• **ФРАГМЕНТ СТРАНИЦЫ**:
§ §
В следующий раз я увидел его уже в гробу. Тынянов умер в Москве, в декабре 1943 года, и хоронили его на Ваганьковском кладбище. Снег белел между черных прутьев кустов, уже начинались сумерки. Тынянов в гробу лежал маленький, как ребенок; неправдоподобно маленькими казались его ступни в полосатых носках. Фадеев в длинной солдатской шинели сказал надгробное слово. Шкловский плакал навзрыд и размазывал слезы по лицу.
Тынянов умер в страшный военный год, когда столько умирало вокруг. Я только что приехал в Москву из осажденного Ленинграда, где миллион людей умер у меня на глазах за одну зиму. Но к смерти привыкнуть нельзя, она всегда поражающе нова. И смерть Тынянова поразила меня глубоко. Умер русский летописец, певец самых сокровенных, самых обольстительных и болезненных тайн русской истории. А русская история продолжалась — полная неслыханных бедствий, и величавых мечтаний, и ни с чем не сравнимых побед.
§ §
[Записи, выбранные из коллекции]
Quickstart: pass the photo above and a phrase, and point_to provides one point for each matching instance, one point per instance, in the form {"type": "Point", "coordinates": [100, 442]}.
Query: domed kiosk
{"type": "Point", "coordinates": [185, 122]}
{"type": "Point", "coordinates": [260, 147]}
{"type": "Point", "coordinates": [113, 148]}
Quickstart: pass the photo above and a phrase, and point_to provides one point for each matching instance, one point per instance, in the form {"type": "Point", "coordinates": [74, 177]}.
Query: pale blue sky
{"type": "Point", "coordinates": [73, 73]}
§ §
• **ЗАДАНИЯ**:
(1) Перепишите часть текста о смерти Тынянова, начиная со слов «Тынянов умер в страшный» и заканчивая словами «не сравнимых побед.», заменив «Ленинграда» на «Петербурга».
(2) На каком кладбище, согласно тексту о смерти Тынянова, его хоронили?
(3) Продолжите текст о смерти Тынянова после его последнего предложения.

• **ОТВЕТЫ К ЗАДАНИЯМ**:
(1)
Тынянов умер в страшный военный год, когда столько умирало вокруг. Я только что приехал в Москву из осажденного Петербурга, где миллион людей умер у меня на глазах за одну зиму. Но к смерти привыкнуть нельзя, она всегда поражающе нова. И смерть Тынянова поразила меня глубоко. Умер русский летописец, певец самых сокровенных, самых обольстительных и болезненных тайн русской истории. А русская история продолжалась — полная неслыханных бедствий, и величавых мечтаний, и ни с чем не сравнимых побед.

(2) На Ваганьковском кладбище.

(3)
1964
Леонид Рахманов
СТАРЫЙ ЛЮБИТЕЛЬСКИЙ СНИМОК
...В легком плетеном кресле Тынянов сидит на веранде Дома творчества писателей в Пушкине. За спиной его открыто окно, на веранде и в саду много света, хотя уже скоро сентябрь, — предвоенная осень 1940 года...
Это одна из последних фотографий Юрия Николаевича; смотря на нее, невольно думаешь: как много с тех пор прошло лет — и как мало лет мы встречались! Первая встреча была заочной, читательской и происходила в библиотеке. Библиотеки этой давно не существует. Она называлась «Универсальной» и помещалась на площади Ломоносова у Чернышева моста. Именно там я впервые читал Ахматову, Мандельштама и — Юрия Тынянова. Это был 1927 или 1928 год, в «Звезде» печатался роман «Смерть Вазир-Мухтара», по одной главе в номере. Как ни странно, тогда я еще не читал «Кюхли» сразу начал с «Вазир-Мухтара» и сразу был потрясен вступлением к этой книге, тремя страницами напряженной лирической, философской прозы.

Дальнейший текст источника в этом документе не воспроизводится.